Speaker 3:We're so happy to have you with us too.
Speaker 2:Thank you very much for the invite.
Speaker 3:Yeah, thank you for being here. We're excited to engage in conversation, just learn a bit more about you and things that inspire you and things that have been a part of your journey.
Speaker 2:Ask anything you want.
Speaker 3:Thank you Open book. No questions off limit.
Speaker 2:Nothing's off limit. Love it.
Speaker 3:Let's start with your broadcasting career, so maybe you can tell us a little bit about that. What inspired your journey in that space? What got that going?
Speaker 2:I love broadcasting ever since I was 11 years old. My father was driving me to school one day and we were listening to Aaron and Tass on Montreal and my father said I'd love to get his paycheck at the end of the week because my father was working in the clothing business, wasn't making that much money. So I took that to heart. I'm like, wow, maybe I can do morning radio.
Speaker 1:Wow at 11 years old.

########

* TASK DIRECTIONS *
Please transcribe the interview excerpt word for word, everything from "Speaker 3:Yeah, thank" down to "got that going?". The records have nothing to do with the interview excerpt.

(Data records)
########

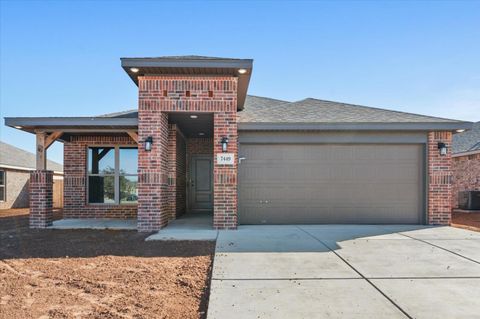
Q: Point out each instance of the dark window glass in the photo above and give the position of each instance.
(2, 186)
(128, 161)
(101, 189)
(101, 160)
(128, 189)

########

* RESPONSE TO THIS EXERCISE *
Speaker 3:Yeah, thank you for being here. We're excited to engage in conversation, just learn a bit more about you and things that inspire you and things that have been a part of your journey.
Speaker 2:Ask anything you want.
Speaker 3:Thank you Open book. No questions off limit.
Speaker 2:Nothing's off limit. Love it.
Speaker 3:Let's start with your broadcasting career, so maybe you can tell us a little bit about that. What inspired your journey in that space? What got that going?